(TASK MATERIAL)
◆ ◆ ◆ ◆ ◆

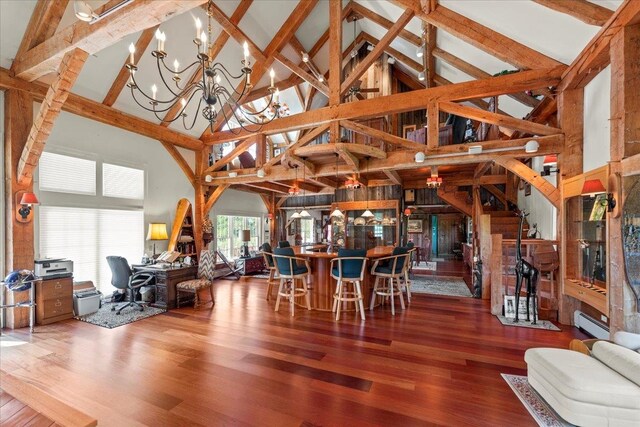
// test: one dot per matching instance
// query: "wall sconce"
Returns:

◆ ◆ ◆ ◆ ◆

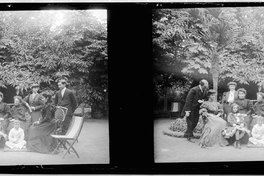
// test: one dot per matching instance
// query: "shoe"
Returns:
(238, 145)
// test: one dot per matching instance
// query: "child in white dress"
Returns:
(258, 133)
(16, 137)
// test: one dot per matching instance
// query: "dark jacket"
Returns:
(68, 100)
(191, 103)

◆ ◆ ◆ ◆ ◆

(WHAT NEEDS TO BE DONE) Scan the listing above, and wherever a line holds the string "query", copy that line.

(OUTPUT FOR THIS TASK)
// query: "wall sconce"
// query: "shoe"
// query: "child in white dress"
// query: "dark jacket"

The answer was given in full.